**Text provided**
-=-=-
The AI revolution is coming home in the form of open "Source" AI models. What began with hackers experimenting with open-source AI models is evolving into a more mature ecosystem of software and hardware solutions that make local AI deployment increasingly accessible. This growing interest led me to explore practical, cost-effective solutions for building a local AI workstation. It is still early days as most online resources focus on SaaS AI solutions. Following I will talk about NPUs as the tasks for AI are not graphics tasks but matrix multiplications which have been replaced with tensor cores (TPU) or neural processing units (NPU).

Apple Silicone has been my spot of interest for a while as it offers low power, cheap devices with a lot of unified memory (memory that can be used by CPU and NPU) not seen before with traditional NPUs. DeepSeeks model release has also questioned the narrative that you need cloud compute. Let's take a look at what we can get with some consumer budget. The entry point for capable consumer AI hardware still sits in the four-digit range – placing thes following solutions firmly in the mid-range category – the performance-to-price ratio continues to improve.

NVIDIA's recent announcement of their DIGITS system has reignited my interest in comparing performance across platforms. However, making meaningful comparisons in the AI hardware space presents unique challenges. Traditional benchmarks like Passmark scores or gaming FPS prove inadequate for AI workloads, while manufacturers often withhold or selectively publish detailed performance metrics across different data types. Recent work showed that the data type FP8 or INT8 does not matter much, so this makes it easier to use raw TOPS or FLOPS interchangebly to compare expected performance. Fortunately, emerging benchmarking tools like Geekbench's AI test suite are beginning to fill the gap of comparable numbers, offering more relevant metrics for AI applications. The most meaningful comparison would be for token/s for a model that runs on all devices. A list for Macs can be found here. We will use TOPS (Trillion Operations Per Second) in this article as rough estimate. When talking about AI in 2025, however, mostly LLMs are meant. LLMs are mostly memory bound.

Here is my selection of computers or NPUs that I consider relevant. When I talk about a NPU I mean a neural processing unit either as dedicated hardware or other hardware that can be used to accelerate neural networks. We also take a look at the best rated LLM we can run on each device. This is depending on the memory where bigger memory allows more model weights in higher precision. To run best in class SOTA like chatGPT 4o you need 671 B models, with 4bit quantization this needs around 336 GB NPU memory.
-=-=-
Collected data entries
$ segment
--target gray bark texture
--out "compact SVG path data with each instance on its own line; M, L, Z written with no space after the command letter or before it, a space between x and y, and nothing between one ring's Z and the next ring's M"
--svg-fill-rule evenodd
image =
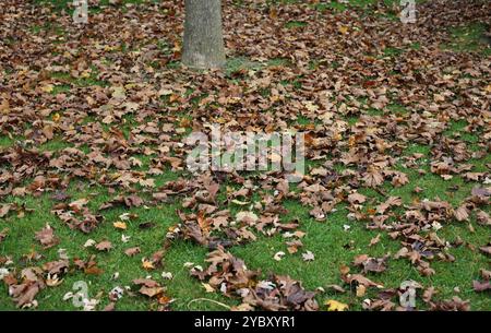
-=-=-
**Tasks for this exercise**
1. Reproduce the local AI workstation article starting at "Apple Silicone has" and ending at "continues to improve.".
2. Please resume the local AI workstation article from where it stops.
The listing is separate material and not part of the local AI workstation article.

**Answers to this exercise**
1.
Apple Silicone has been my spot of interest for a while as it offers low power, cheap devices with a lot of unified memory (memory that can be used by CPU and NPU) not seen before with traditional NPUs. DeepSeeks model release has also questioned the narrative that you need cloud compute. Let's take a look at what we can get with some consumer budget. The entry point for capable consumer AI hardware still sits in the four-digit range – placing thes following solutions firmly in the mid-range category – the performance-to-price ratio continues to improve.

2.
Mac Mini M4 Pro

Source

max specs: Apple M4 Pro Chip with 14‑core CPU, 20‑core GPU, 16‑core Neural Engine

  • Price for 1TB build: 2800 €, $ 2199
  • GPU (FP32): 8.1 T(FL)OPS
  • NPU (INT8): 38 TOPS
  • NPU Memory: 64 GB
  • best possible LLM model: 100B, quantized

My setup: Mac Mini M2

Not a good choice if you are looking to buy something but for completeness and myself I included it here. 8-core CPU, 10‑core GPU, 16-core Neural Engine

  • Current Price: 650€, $ 700
  • GPU (FP32): 3.41 T(FL)OPS
  • NPU: 15.8 TOPS (numbers found online, chip config not specified)
  • NPU memory: 16 GB
  • best possible LLM model: Llama 3B 8bit quant.

Mac Studio

The upgrade from M2 to M3 is here: Expensive and speed is slower than the M4 Pro but it allows big models with the high unified memory and reasonable memory bandwidth.

M3 Ultra: 32-core CPU, 80-core GPU, 32-core Neural Engine

  • Price: 11.874 € or $9,499
  • NPU (INT8): >31.6 TOPS (found online for previous M2)
  • based on benchmarks provided here and the apple list above I would estimate the M3 to be at 54 TOPS maximum.
  • NPU Memory (unified memory): 512 GB, 819,2 GB/s memory bandwith
  • best LLM model: 671 B (deepseek, quantized)

Comparing this with with the geekbench scores this seems to be about accurate.

When I derive it myself using a clock speed of 1Ghz I get 256 TOPS (OPS = (ops per cycle) × (cores) × (frequency) / (10^12) = 8 × 32 × 1,000,000,000 / 10^12 = 256 TOPS) so either the NPU clock speed is differing from online sources or my calculation has a mistake. To make it more compliacted you would get different numbers whether calculations are done on the CPU or GPU.

Custom Nvidia RTX PC

  • Price: This card is rather cheap and offers a good performance/price deal for some ML training and gaming.

I own a build with a RTX 3060. I bought it used for 240€ on eBay in 2023. The market price rose since then and new it goes for 500€. In addition you need the rest of the PC so for a whole build you will also end up in the four digit range.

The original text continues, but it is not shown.